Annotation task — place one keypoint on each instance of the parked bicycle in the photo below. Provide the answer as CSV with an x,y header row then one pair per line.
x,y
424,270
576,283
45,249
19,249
______________________________
Exercise brief - Output an identical copy of every record above.

Result -
Annotation task — place one keypoint on each instance of the parked bicycle in the photo below. Provide the answer as CSV with an x,y header row then one pair per line.
x,y
424,270
576,283
45,249
19,249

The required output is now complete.